> [Exercise description]: Set down all of the following lines word for word, leaving out the pictures.

======== Stored records

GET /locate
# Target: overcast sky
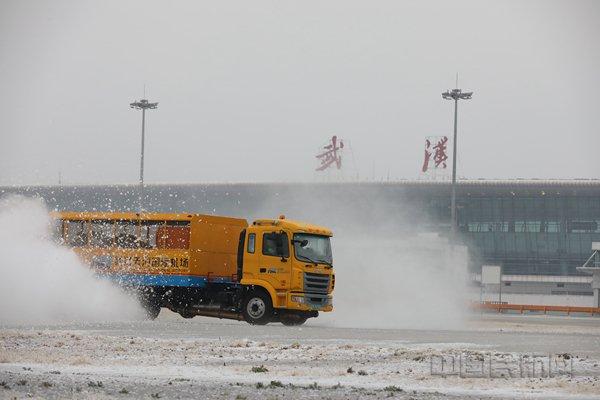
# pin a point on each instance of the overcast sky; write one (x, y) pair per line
(249, 90)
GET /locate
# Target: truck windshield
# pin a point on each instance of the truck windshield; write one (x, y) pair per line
(312, 248)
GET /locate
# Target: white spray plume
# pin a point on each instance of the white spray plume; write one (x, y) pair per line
(41, 282)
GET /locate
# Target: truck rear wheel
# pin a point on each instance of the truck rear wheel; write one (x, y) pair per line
(257, 308)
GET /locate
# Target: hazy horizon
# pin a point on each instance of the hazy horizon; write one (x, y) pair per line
(248, 92)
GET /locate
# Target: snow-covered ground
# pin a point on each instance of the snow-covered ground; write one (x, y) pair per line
(206, 358)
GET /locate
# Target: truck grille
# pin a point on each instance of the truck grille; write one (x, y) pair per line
(315, 285)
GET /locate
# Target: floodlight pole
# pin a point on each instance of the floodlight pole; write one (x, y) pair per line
(454, 94)
(142, 105)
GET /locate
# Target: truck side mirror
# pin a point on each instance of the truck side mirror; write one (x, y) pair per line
(281, 246)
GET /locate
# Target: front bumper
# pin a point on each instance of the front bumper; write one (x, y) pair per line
(310, 302)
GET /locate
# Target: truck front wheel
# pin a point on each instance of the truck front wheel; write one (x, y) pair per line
(257, 308)
(292, 320)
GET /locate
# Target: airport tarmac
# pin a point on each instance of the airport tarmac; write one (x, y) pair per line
(494, 356)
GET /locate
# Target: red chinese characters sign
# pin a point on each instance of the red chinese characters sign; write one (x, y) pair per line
(436, 151)
(330, 154)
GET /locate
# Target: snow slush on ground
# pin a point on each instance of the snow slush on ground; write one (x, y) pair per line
(206, 358)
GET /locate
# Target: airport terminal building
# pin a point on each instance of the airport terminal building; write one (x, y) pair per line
(530, 227)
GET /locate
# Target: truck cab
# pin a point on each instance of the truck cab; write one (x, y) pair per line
(287, 268)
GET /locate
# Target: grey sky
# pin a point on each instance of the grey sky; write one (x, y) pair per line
(248, 91)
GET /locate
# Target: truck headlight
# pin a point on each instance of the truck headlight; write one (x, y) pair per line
(298, 299)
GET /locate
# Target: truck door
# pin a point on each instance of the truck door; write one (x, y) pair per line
(274, 262)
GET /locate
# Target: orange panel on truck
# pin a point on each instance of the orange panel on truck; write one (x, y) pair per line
(215, 245)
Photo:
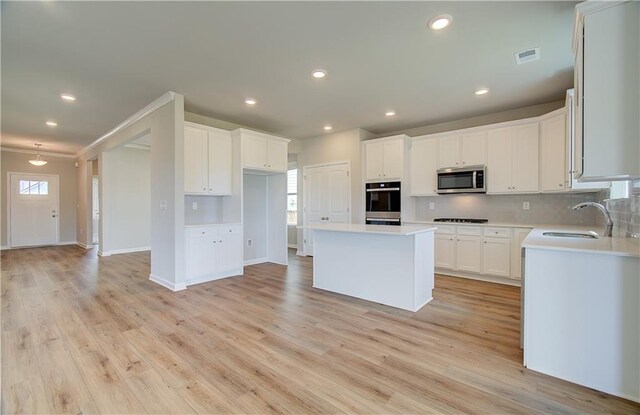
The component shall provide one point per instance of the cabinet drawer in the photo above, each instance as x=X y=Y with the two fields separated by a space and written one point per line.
x=445 y=229
x=230 y=229
x=202 y=231
x=469 y=230
x=497 y=232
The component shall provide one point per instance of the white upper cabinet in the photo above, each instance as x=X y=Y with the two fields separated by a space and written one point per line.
x=263 y=152
x=607 y=97
x=512 y=159
x=553 y=169
x=384 y=158
x=207 y=160
x=460 y=150
x=424 y=154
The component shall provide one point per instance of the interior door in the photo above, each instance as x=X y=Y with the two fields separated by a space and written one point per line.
x=327 y=198
x=33 y=214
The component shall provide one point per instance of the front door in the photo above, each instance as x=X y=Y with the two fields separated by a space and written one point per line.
x=33 y=210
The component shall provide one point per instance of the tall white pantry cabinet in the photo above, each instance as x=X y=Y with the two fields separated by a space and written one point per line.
x=222 y=169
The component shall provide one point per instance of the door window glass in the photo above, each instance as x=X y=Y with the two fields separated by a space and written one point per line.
x=31 y=187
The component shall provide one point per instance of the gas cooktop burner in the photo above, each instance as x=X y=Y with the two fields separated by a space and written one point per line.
x=461 y=220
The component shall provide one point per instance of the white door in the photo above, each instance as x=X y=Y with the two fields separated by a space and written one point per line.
x=34 y=215
x=95 y=208
x=327 y=192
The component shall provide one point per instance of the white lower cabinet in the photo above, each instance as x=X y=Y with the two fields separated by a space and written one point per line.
x=468 y=253
x=481 y=250
x=212 y=252
x=445 y=251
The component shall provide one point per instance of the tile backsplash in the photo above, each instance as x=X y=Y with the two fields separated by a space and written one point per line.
x=546 y=208
x=626 y=213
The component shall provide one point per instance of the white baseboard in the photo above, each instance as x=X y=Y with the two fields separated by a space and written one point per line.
x=479 y=277
x=168 y=284
x=235 y=273
x=255 y=261
x=124 y=251
x=3 y=248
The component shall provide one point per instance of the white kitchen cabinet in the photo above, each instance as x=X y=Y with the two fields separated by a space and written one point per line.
x=468 y=253
x=212 y=252
x=460 y=150
x=263 y=152
x=607 y=96
x=207 y=160
x=384 y=158
x=496 y=256
x=512 y=159
x=445 y=251
x=574 y=147
x=553 y=168
x=516 y=251
x=423 y=166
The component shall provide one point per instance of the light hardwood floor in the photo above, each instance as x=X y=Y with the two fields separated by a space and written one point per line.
x=94 y=335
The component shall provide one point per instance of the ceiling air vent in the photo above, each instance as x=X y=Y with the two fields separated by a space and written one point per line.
x=527 y=56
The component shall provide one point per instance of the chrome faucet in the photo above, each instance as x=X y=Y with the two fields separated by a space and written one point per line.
x=609 y=229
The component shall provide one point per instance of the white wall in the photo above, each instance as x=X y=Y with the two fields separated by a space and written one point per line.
x=166 y=128
x=126 y=201
x=64 y=167
x=254 y=225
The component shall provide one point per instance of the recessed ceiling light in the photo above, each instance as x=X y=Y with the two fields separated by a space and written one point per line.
x=68 y=97
x=440 y=22
x=319 y=73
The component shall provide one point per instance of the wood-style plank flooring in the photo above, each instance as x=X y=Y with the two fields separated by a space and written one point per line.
x=94 y=335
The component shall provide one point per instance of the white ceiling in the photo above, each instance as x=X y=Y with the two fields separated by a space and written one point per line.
x=117 y=57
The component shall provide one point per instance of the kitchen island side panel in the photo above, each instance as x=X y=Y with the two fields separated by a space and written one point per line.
x=374 y=267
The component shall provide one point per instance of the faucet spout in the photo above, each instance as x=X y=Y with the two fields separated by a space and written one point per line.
x=608 y=231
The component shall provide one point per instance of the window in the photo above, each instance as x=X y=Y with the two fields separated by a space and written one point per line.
x=292 y=197
x=30 y=187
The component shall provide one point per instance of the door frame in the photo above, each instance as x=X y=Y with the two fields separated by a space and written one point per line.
x=305 y=232
x=9 y=203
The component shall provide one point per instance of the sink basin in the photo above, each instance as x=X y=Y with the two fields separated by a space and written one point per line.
x=588 y=235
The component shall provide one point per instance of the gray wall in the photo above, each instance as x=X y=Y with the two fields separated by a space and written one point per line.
x=126 y=214
x=63 y=167
x=544 y=208
x=504 y=116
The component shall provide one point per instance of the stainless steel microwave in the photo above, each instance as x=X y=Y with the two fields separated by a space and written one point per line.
x=470 y=179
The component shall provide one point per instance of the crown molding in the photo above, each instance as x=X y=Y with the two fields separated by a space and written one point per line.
x=42 y=153
x=158 y=103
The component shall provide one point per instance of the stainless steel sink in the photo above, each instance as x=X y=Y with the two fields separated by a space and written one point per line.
x=588 y=235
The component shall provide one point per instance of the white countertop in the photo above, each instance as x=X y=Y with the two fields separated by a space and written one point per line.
x=497 y=224
x=603 y=246
x=195 y=225
x=371 y=229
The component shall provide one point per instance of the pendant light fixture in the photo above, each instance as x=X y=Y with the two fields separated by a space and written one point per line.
x=38 y=161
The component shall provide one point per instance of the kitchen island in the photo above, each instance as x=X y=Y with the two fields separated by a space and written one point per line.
x=391 y=265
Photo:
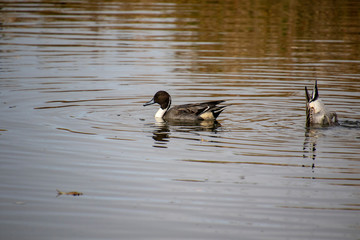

================

> [Solution to the problem]:
GET /locate
# Target: overcast sky
# pin a point on each instance of the overcast sky; write one (x, y) pair per line
(249, 90)
GET /locate
# Target: truck windshield
# pin a point on each instance of the truck windshield; write one (x, y) pair per line
(312, 248)
GET /locate
# Target: white spray plume
# pin a point on each instance of the white spray plume; write one (x, y) pair per line
(41, 282)
GET /locate
# Target: truck rear wheel
# pin a point on each instance of the truck rear wheel; write one (x, y) pair per line
(257, 308)
GET /locate
# Target: hazy horizon
# pin a point on each instance of the hazy horizon; write one (x, y) pair per line
(248, 92)
GET /locate
# Target: snow-covered ground
# pin a point on each instance of the snow-covered ground; write one (x, y) pair per line
(206, 358)
GET /locate
# Target: truck grille
# pin a point on each instance of the truck grille; write one (x, y) pair per line
(315, 285)
GET /locate
# Target: floodlight pole
# pin a point on each instance of the floodlight pole; write one (x, y) pair per line
(454, 94)
(142, 105)
GET /locate
# Target: truck side mirror
# pin a point on each instance of the truck side mirror; write one (x, y) pair per line
(281, 246)
GET /locate
# Target: front bumper
# pin a point on each instance of the front bumper; write one (x, y) pair per line
(310, 302)
GET /locate
# Target: truck front wheel
# pin a point on each instance of the truck front wheel; write one (x, y) pair per line
(257, 308)
(292, 320)
GET /locate
# Target: airport tarmac
# pin a point on each instance of the airport tarmac; write one (x, y) pair per line
(494, 356)
GET /locate
# Target: red chinese characters sign
# pin a point on each instance of the red chinese characters sign; write one (x, y) pair per line
(436, 151)
(330, 154)
GET /locate
# Target: snow slush on ground
# pin a point on each instance of the snow slush on ground; write one (x, y) pair per line
(206, 358)
GET /locate
# Target: airport terminal building
# pin a point on each instance of the airport terminal building; write one (x, y) pair per line
(530, 227)
GET /locate
# Target: truck cab
# pin a point on each instance of the truck cab; write one (x, y) pair per line
(287, 268)
GET /locate
# Target: grey sky
# pin a point on each instance of the grey sky; write one (x, y) pair per line
(248, 91)
GET /locate
# Target: truck headlight
# pin a point on each instance of the truck headlight; write one (x, y) pair per line
(298, 299)
GET /locate
# Target: truck door
# pin a point on each instance of the truck door; write one (x, y) pair per line
(274, 262)
GET /locate
# Target: orange panel on truck
# pin a point on each instance of the orange panel on truck; write one (x, y) pair per line
(215, 245)
Photo:
The component shall provide one point per instance of the cabinet drawer in the photo above, each instance as x=X y=Y with the two fields separated by a space and written one point per line.
x=445 y=229
x=230 y=229
x=202 y=231
x=469 y=230
x=497 y=232
The component shall provide one point per instance of the white upper cabinet in the photo above, each instance as x=X y=Y with the two fields separated by a space and written one point per line.
x=263 y=152
x=607 y=97
x=512 y=159
x=553 y=169
x=384 y=158
x=207 y=160
x=460 y=150
x=424 y=154
The component shall provide one point per instance of the interior door in the photo above, each instance as x=X y=Y with the two fields separated by a space and written one point per line.
x=327 y=198
x=33 y=214
The component shall provide one point per instance of the front door in the photo above, each instance as x=X y=Y with the two fields separated by a space and written one point per line.
x=33 y=210
The component shall provide one point per instance of the tall white pantry cabinet in the photo above, each instance as x=X y=Y with the two fields separated by a space and written one point per line.
x=222 y=169
The component shall provide one point per instance of the door window glass in the photo above, each instance as x=X y=Y with the two fields separated by a space and written one point per line.
x=31 y=187
The component shall provide one point per instance of the gas cooktop burner in the photo above, each instance as x=X y=Y with the two fields separated by a space and written one point per line.
x=461 y=220
The component shall provide one point per instance of the white door in the photo above, each instance as x=X y=Y with the two fields separated by a space and written one point per line.
x=34 y=215
x=95 y=208
x=327 y=192
The component shall provide one point per instance of the white lower cabinet in the photo above, each instance as x=X y=Y with the two fields separated by a space and written one point per line.
x=468 y=253
x=481 y=250
x=212 y=252
x=445 y=251
The component shall provide one point per instance of the tile backsplash in the photo above, each instance as x=X y=Y with the two fields separated by a space and written one point per line.
x=546 y=208
x=626 y=213
The component shall provide one point per instance of the white baseboard in the photo above, each instance as x=X y=Y with the two fields separated by a space and written one point per line.
x=479 y=277
x=168 y=284
x=235 y=273
x=255 y=261
x=124 y=251
x=3 y=248
The component shall provide one point per instance of the white kitchen cabinet in the photo above, each instance as x=X y=Y with the two fields separated by a space and written one point per line.
x=468 y=253
x=212 y=252
x=460 y=150
x=263 y=152
x=607 y=96
x=207 y=160
x=384 y=158
x=496 y=256
x=512 y=159
x=445 y=251
x=574 y=147
x=553 y=168
x=516 y=251
x=423 y=166
The component shall provide one point per instance of the light hardwood floor in the photo above, each instance as x=X y=Y with the two fields separated by a space and written one point per line.
x=94 y=335
The component shall provide one point per instance of the ceiling air vent in the photo above, each instance as x=X y=Y with the two fields separated by a space and written one point per line.
x=527 y=56
The component shall provide one point per instance of the chrome faucet in the photo above, each instance as x=X y=Y with the two fields separated by a space and written one point per line.
x=609 y=229
The component shall provide one point per instance of the white wall in the photo above, each instance as x=X y=Y with the two fields separated by a space and written one point per line.
x=166 y=128
x=126 y=201
x=64 y=167
x=254 y=225
The component shall provide one point per instance of the recessed ceiling light in the photo above, each instance as x=X y=Y with the two fields separated by a space and written one point per line.
x=68 y=97
x=440 y=22
x=319 y=73
The component shall provide one point per instance of the wood-style plank flooring in the photo above, each instance as x=X y=Y with the two fields separated by a space and written one point per line.
x=94 y=335
The component shall provide one point per instance of the white ceiling in the photo above, each instance as x=X y=Y with the two fields separated by a space and written one point per line.
x=117 y=57
The component shall provide one point per instance of the kitchen island side panel in the photo above, each instance as x=X y=Y with the two fields separated by a space and written one point per line.
x=374 y=267
The component shall provide one point per instance of the faucet spout in the photo above, each instance as x=X y=Y with the two fields separated by a space and written one point per line.
x=608 y=231
The component shall provide one point per instance of the window in the photo above, each instance as x=X y=Y with the two fields separated by a space and written one point per line.
x=292 y=197
x=30 y=187
The component shall provide one point per instance of the door frame in the photo above, each instance as x=X y=Y with the two fields separated by a space and written one point per line.
x=305 y=232
x=9 y=203
The component shall provide one point per instance of the sink basin in the photo above, each instance as x=X y=Y with the two fields separated by a space and written one point per line.
x=588 y=235
The component shall provide one point per instance of the gray wall in the photo above, each instance as x=X y=Y with the two fields separated by a space and written one point per line.
x=126 y=214
x=63 y=167
x=544 y=208
x=504 y=116
The component shall provide one point per instance of the stainless steel microwave in the photo above, each instance as x=X y=Y with the two fields separated by a space and written one point per line.
x=470 y=179
The component shall provide one point per instance of the crown molding in the photo above, each instance as x=X y=Y with the two fields separated by a space and written one point per line.
x=42 y=153
x=158 y=103
The component shall provide one point per instance of the stainless steel sink in the photo above, each instance as x=X y=Y with the two fields separated by a space and written one point per line.
x=588 y=235
The component shall provide one point per instance of the white countertop in the photo above, each instance as x=X y=Y with the two fields separated by a space and written one point per line.
x=497 y=224
x=603 y=246
x=195 y=225
x=371 y=229
The component shall provide one point per instance of the pendant light fixture in the photo above, each instance as x=X y=Y with the two fields separated by a space and written one point per line.
x=38 y=161
The component shall provide one point per instance of the kitchen island in the photo above, each instance as x=X y=Y with the two fields separated by a space and written one point per line.
x=391 y=265
Photo:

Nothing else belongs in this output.